What to do:
In the trip excerpt below, output the passage that opens with the words containing "For most people" and closes with "a few days.", copied word for word.

Did you tell your job or request days off?

Are you sure you’ll have a job when you come back? 

Of course, being the stubborn and determined person I am, I still went on the trip.

Prior to embarking on this excursion, I knew this trip-regardless of where we went- meant more to me than posting sexy, thirst trap beach pics for ig/snapchat and posting my geo-location above my pictures (because of course everyone wants to see which hot spot you’re at). Taking a trip anywhere was important to me, simply because I would get a chance to not only celebrate one of my closest friend’s Quarter century, but it allowed me to get away from the mundane routine of work, home. eat, sleep (repeat). It gets depressing after awhile.

It reminded me that I come first, and money can’t always grant you happiness. I became exhausted of my obligations and the long awaited opportunity to break free finally arose.

For most people who aren’t from NYC or don’t reside here. Respect my honesty when I say, NYC is a cold place (literally and figuratively). Sure, snow is pretty for the first few minutes it falls, but once it sticks, it becomes a mountainous storage unit filled with dog feces and what NYC is infamously known for, its illustrious street trash. Still sounds like an extravagant winter wonderland? Nope! Haha, I thought so. PSA for all of the out-of-state people: if you ever come in the winter though, please do enjoy.

I had to plan an escape from this place even if it only meant a few days.

I’ve been rambling a lot, but now I’ll move on to the exciting part, “Ahh, Puerto Rico Ooooh”  (I’m corny, but if you just read that verse without singing it, then you won’t understand the intended joke. it’s a popular hook from Frankie Cutlass 1990s rap song,“Puerto Rico”. I’m sure every New Yorker has heard it as some point in their lives.

Natural-language object grounding data
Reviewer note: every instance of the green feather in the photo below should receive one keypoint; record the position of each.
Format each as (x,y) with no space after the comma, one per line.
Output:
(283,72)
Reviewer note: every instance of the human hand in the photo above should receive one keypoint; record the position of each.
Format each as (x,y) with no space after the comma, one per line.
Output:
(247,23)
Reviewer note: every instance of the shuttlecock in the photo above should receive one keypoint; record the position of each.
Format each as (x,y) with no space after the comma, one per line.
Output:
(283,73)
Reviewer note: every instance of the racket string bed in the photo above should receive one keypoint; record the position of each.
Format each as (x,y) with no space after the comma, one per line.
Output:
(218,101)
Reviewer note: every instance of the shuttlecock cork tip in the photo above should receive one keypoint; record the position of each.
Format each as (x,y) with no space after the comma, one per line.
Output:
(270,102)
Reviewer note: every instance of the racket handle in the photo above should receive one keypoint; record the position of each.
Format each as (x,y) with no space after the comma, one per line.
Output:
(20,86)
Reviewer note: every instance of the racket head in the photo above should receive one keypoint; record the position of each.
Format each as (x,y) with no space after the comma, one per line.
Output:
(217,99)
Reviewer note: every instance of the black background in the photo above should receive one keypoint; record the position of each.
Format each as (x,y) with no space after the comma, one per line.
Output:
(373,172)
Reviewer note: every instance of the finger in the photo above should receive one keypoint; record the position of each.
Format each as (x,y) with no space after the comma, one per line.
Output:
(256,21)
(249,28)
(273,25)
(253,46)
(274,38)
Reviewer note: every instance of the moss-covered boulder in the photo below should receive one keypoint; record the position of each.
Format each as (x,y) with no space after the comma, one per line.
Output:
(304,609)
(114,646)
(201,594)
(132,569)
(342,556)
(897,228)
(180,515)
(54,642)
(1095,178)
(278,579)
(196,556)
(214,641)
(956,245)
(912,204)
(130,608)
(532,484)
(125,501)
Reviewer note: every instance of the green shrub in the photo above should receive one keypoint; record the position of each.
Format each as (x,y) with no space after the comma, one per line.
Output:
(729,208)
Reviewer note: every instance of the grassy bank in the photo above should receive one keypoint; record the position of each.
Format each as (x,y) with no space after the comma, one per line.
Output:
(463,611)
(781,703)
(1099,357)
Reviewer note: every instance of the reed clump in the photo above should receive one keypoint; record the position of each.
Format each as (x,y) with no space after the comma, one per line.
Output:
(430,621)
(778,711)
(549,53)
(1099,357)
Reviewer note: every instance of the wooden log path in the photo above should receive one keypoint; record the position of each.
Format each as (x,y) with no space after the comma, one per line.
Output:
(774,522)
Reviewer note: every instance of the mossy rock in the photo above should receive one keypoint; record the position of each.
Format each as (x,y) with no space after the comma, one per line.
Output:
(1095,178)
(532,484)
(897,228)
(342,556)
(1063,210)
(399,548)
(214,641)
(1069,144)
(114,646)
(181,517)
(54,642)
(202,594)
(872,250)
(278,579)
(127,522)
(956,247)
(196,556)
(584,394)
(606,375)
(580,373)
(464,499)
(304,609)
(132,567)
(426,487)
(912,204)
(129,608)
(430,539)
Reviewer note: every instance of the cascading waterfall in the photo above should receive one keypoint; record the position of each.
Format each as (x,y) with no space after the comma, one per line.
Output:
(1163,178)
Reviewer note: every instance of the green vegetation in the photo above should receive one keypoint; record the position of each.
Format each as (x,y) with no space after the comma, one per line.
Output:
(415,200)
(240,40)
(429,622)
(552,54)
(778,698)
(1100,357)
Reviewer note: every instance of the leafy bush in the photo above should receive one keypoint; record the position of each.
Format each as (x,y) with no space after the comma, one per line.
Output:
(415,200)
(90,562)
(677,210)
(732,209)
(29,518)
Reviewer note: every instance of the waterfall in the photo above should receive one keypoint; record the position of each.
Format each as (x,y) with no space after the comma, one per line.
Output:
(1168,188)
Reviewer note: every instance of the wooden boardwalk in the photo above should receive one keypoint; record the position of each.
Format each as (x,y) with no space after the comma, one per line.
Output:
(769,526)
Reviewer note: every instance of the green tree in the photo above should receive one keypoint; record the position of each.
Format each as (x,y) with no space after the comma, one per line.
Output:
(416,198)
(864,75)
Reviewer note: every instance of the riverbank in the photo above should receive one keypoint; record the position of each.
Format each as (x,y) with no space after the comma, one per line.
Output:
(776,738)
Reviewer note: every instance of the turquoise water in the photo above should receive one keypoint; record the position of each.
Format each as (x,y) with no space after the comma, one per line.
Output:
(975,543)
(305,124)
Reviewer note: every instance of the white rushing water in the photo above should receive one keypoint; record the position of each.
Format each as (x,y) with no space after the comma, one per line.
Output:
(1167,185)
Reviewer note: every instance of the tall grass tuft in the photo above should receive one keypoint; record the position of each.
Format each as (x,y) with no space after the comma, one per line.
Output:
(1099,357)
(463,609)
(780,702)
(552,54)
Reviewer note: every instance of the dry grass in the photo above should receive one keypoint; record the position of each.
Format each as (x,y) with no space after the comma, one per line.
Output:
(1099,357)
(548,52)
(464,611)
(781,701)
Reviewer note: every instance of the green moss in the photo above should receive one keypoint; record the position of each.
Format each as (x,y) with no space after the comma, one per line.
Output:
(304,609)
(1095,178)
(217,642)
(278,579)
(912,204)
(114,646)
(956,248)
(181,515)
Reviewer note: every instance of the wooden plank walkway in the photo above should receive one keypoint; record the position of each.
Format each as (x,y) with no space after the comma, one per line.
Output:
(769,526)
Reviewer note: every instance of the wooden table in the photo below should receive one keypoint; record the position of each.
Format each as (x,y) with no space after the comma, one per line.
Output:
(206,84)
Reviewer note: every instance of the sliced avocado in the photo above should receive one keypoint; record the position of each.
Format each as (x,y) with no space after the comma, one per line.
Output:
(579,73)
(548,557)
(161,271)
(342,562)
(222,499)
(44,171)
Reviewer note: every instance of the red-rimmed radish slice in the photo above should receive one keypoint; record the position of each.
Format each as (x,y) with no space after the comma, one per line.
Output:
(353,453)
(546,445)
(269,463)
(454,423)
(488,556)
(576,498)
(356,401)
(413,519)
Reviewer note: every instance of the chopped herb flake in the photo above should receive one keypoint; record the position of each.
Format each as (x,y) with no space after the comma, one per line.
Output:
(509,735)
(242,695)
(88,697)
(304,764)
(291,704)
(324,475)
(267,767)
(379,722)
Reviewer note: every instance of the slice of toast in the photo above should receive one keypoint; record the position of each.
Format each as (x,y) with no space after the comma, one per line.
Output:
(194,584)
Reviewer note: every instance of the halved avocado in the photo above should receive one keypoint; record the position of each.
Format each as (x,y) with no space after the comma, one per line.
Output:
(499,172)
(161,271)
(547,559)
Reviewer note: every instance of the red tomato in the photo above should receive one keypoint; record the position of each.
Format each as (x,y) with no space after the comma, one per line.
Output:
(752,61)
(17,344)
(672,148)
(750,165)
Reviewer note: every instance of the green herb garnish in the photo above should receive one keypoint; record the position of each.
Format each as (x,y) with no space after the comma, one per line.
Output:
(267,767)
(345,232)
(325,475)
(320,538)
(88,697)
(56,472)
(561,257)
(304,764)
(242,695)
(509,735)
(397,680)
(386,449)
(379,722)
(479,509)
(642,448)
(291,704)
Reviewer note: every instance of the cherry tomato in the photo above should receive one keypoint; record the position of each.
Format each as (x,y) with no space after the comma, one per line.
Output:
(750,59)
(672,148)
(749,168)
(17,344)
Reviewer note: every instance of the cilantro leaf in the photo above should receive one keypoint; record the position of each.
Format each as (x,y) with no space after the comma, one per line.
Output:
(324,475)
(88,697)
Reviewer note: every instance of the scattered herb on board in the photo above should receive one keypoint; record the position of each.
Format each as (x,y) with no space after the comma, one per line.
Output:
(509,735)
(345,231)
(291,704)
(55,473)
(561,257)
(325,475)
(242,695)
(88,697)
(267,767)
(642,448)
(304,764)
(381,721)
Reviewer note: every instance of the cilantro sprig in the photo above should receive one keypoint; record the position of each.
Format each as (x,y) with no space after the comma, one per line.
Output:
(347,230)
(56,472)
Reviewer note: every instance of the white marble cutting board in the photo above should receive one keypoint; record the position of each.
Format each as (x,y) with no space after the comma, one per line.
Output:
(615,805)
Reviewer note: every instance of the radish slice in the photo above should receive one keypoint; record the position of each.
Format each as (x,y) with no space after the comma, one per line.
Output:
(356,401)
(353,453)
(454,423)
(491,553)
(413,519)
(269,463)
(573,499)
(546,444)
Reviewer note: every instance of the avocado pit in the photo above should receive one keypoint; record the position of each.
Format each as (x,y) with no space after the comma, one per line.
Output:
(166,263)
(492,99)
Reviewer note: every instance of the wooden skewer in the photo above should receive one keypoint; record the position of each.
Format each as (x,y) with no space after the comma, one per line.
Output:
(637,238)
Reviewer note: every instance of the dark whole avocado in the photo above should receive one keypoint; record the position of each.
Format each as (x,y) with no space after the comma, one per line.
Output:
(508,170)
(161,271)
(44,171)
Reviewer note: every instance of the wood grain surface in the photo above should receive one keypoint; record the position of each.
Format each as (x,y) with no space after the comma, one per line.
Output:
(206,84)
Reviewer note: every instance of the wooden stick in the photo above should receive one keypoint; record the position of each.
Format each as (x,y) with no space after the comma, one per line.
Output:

Output below:
For most people who aren’t from NYC or don’t reside here. Respect my honesty when I say, NYC is a cold place (literally and figuratively). Sure, snow is pretty for the first few minutes it falls, but once it sticks, it becomes a mountainous storage unit filled with dog feces and what NYC is infamously known for, its illustrious street trash. Still sounds like an extravagant winter wonderland? Nope! Haha, I thought so. PSA for all of the out-of-state people: if you ever come in the winter though, please do enjoy.

I had to plan an escape from this place even if it only meant a few days.